EXERCISE BRIEF ::
Apart from the pictures, which must be omitted, restate the data exactly.

AVAILABLE DATA ::
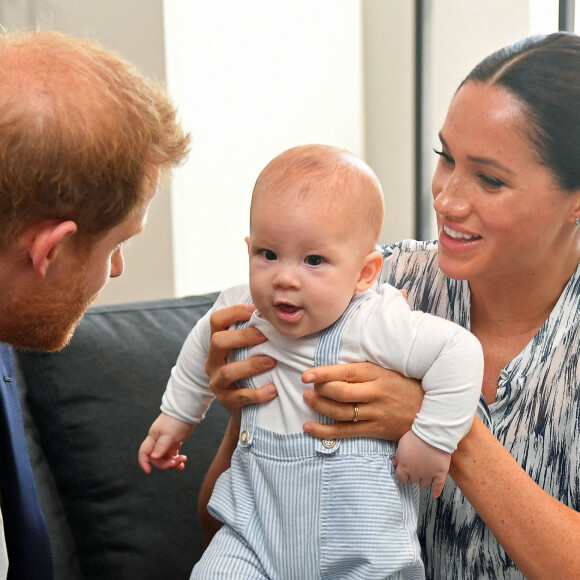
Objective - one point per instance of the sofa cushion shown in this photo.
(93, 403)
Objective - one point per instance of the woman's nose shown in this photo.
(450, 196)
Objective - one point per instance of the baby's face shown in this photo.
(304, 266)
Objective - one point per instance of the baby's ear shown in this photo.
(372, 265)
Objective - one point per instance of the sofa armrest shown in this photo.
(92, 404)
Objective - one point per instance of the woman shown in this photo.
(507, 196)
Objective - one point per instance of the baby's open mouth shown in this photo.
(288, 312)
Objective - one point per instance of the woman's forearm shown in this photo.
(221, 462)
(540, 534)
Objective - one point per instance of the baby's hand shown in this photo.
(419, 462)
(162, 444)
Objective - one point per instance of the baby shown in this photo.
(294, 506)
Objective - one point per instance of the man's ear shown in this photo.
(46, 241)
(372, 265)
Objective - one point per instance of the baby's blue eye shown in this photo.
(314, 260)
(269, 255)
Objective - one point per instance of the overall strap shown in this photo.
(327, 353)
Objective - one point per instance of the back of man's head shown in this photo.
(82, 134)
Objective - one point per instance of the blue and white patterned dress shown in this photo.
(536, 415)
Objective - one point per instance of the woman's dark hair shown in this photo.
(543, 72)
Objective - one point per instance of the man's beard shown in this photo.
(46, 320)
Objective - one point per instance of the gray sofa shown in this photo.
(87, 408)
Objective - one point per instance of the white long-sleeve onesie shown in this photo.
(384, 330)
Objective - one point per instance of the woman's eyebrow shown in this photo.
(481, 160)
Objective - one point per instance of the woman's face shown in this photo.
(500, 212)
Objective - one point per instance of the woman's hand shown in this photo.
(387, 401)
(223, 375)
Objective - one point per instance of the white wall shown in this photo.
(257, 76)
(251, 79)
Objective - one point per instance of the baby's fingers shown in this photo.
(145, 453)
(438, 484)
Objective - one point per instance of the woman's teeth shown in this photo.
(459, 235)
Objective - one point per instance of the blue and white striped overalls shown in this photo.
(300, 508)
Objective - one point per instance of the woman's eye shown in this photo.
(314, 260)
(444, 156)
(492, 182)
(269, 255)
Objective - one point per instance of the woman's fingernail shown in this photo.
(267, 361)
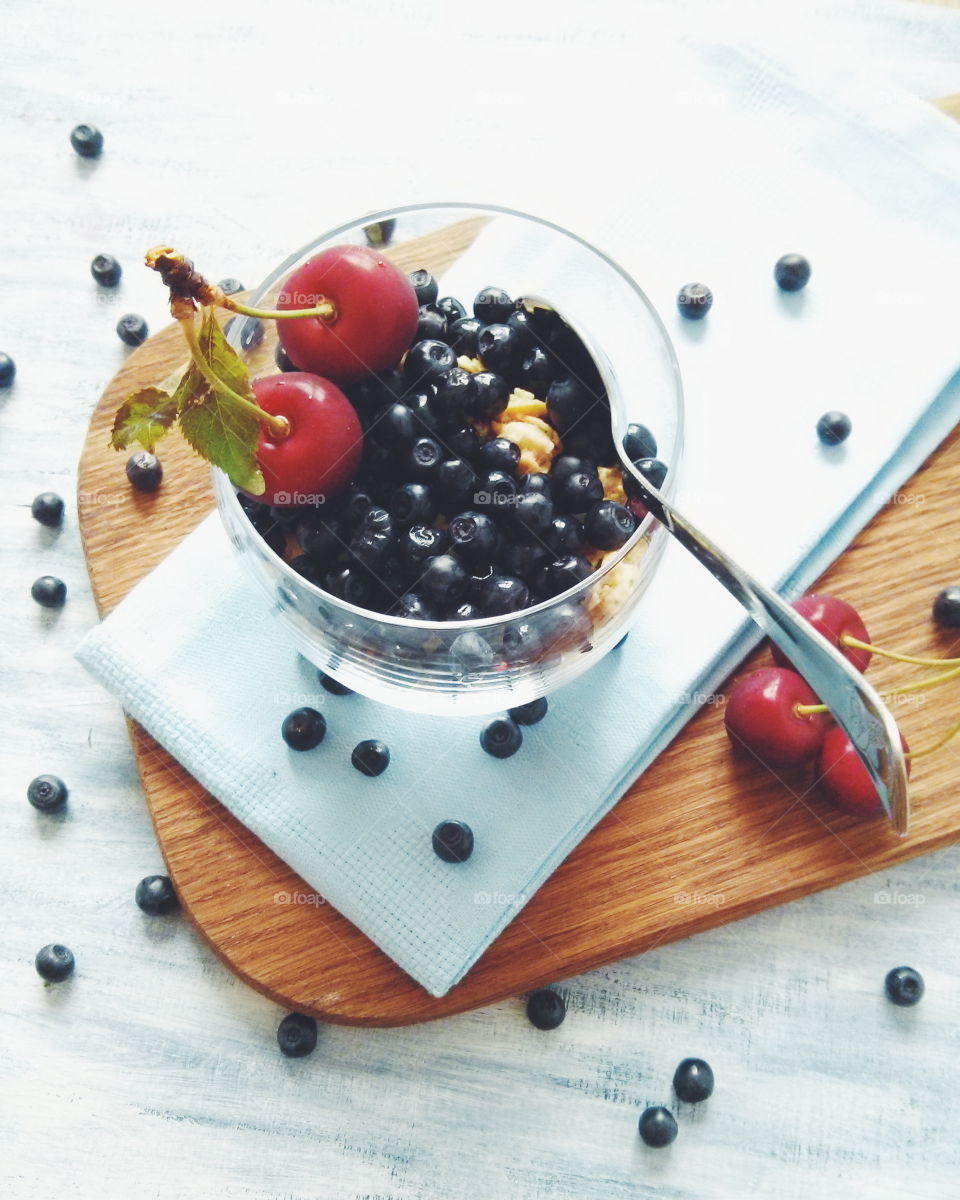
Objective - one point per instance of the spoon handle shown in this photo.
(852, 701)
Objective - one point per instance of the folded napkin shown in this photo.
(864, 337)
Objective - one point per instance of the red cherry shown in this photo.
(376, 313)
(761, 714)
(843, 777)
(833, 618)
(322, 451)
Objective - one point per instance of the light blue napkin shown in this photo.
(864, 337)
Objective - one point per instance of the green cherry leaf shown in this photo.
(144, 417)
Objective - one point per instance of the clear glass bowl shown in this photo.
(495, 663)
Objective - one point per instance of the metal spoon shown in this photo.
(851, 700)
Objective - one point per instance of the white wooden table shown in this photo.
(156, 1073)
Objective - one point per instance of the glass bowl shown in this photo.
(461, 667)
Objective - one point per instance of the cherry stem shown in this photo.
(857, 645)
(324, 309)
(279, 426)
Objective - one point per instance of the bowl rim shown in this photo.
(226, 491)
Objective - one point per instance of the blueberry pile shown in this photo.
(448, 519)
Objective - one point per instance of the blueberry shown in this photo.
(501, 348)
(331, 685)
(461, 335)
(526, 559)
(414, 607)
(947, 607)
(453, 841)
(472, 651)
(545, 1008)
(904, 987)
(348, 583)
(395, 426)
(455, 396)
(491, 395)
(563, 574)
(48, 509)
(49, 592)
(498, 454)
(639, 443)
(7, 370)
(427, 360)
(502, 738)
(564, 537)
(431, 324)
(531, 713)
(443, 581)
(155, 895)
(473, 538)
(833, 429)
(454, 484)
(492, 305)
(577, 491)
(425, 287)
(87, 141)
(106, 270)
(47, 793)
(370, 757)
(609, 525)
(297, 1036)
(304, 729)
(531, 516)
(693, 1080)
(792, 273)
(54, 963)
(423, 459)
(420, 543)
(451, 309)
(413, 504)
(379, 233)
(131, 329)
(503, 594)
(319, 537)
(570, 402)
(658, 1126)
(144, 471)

RESPONSE TO THIS TASK ::
Objective - one point per instance of the sofa cushion shown in this photo.
(93, 403)
Objective - one point per instance of the woman's nose shown in this photo.
(450, 196)
Objective - one point per instance of the baby's face shown in this photo.
(304, 266)
Objective - one point per instance of the baby's ear shown in this photo.
(372, 265)
Objective - one point per instance of the sofa armrest shown in this photo.
(92, 404)
Objective - one point per instance of the woman shown in this photo.
(507, 196)
Objective - one point per instance of the baby's open mouth shown in this photo.
(288, 312)
Objective - one point per instance of the woman's forearm shown in this photo.
(221, 462)
(540, 534)
Objective - one point per instance of the baby's hand shown in this photo.
(419, 462)
(162, 444)
Objective - one point per instance of the baby shown in this photo.
(294, 506)
Objective - one point per instance of the man's ear shown in this photo.
(46, 241)
(372, 265)
Objective - one point per instance of the baby's blue eye shown in this photo.
(314, 260)
(269, 255)
Objective - one point per instance of the overall strap shown in this photo.
(327, 353)
Objective - one point per instance of the back of man's head shown in this photo.
(82, 134)
Objective - one point per instance of the blue and white patterned dress shown in this photo.
(536, 415)
Objective - one point per instance of the woman's dark hair shown in this photo.
(543, 72)
Objective - one point per instance of the man's beard shown in this photo.
(46, 320)
Objective - one point per instance of the gray sofa shown in this photo.
(87, 408)
Objective - one point per instance of the white long-sleeve onesie shown in this photo.
(384, 330)
Objective - one point per instance of the woman's eyebrow shown in this photo.
(481, 160)
Objective - one point per instance of the woman's face shown in this photo.
(500, 212)
Objective - one point per instance of the woman's hand shown in this photo.
(387, 401)
(223, 375)
Objective - one point per instance of the white wall shown in this photo.
(257, 76)
(251, 79)
Objective - one point per instance of the baby's fingers shown in this photo.
(145, 453)
(438, 484)
Objective - one point per instance of the woman's teeth shown in this photo.
(459, 235)
Objective - one point per instance of the blue and white striped overalls shown in this photo.
(300, 508)
Objective - one point per instance of the woman's eye shown in this photo.
(314, 260)
(444, 156)
(492, 182)
(269, 255)
Objective - one point per instance of the woman's fingernail shown in this photo.
(267, 361)
Objective - one point per instance of the spoon handle shown in this photo.
(852, 701)
Objective - one point per instance of the folded napkin shown in this photo.
(864, 337)
Objective - one point per instance of the red cherry shown in this photo.
(376, 313)
(761, 714)
(843, 777)
(833, 618)
(322, 451)
Objective - one point per instance of the light blue napkin shown in this photo.
(864, 337)
Objective - one point per instance of the green cherry leaf shown in this photo.
(144, 417)
Objective - one point per instance of the clear glass bowl shown in this photo.
(495, 663)
Objective - one point per instance of the metal spoon shown in this photo.
(851, 700)
Objective - one point per instance of the white wooden table shown in this photo.
(156, 1073)
Objective - one point per instance of the glass bowl shown in this photo.
(461, 667)
Objective - one point per instance of the cherry stem shown in this photo.
(857, 645)
(324, 309)
(279, 426)
Objective - one point per instance of the bowl rim shown in this photo.
(226, 491)
Objective - one point per instance of the blueberry pile shown in this photo.
(448, 519)
Objective - one point per instance of the blueberry shown in this photo.
(501, 348)
(331, 685)
(461, 335)
(526, 559)
(414, 607)
(947, 607)
(453, 841)
(472, 651)
(545, 1008)
(904, 987)
(348, 583)
(395, 426)
(455, 396)
(491, 395)
(563, 574)
(48, 509)
(49, 592)
(498, 454)
(639, 443)
(7, 370)
(427, 360)
(502, 738)
(564, 537)
(431, 324)
(531, 713)
(443, 581)
(155, 895)
(473, 538)
(833, 429)
(454, 484)
(492, 305)
(577, 491)
(425, 287)
(87, 141)
(106, 270)
(47, 793)
(370, 757)
(609, 525)
(297, 1036)
(304, 729)
(531, 516)
(693, 1080)
(792, 273)
(54, 963)
(423, 459)
(420, 543)
(451, 309)
(413, 504)
(379, 233)
(131, 329)
(503, 594)
(319, 537)
(570, 402)
(658, 1126)
(144, 471)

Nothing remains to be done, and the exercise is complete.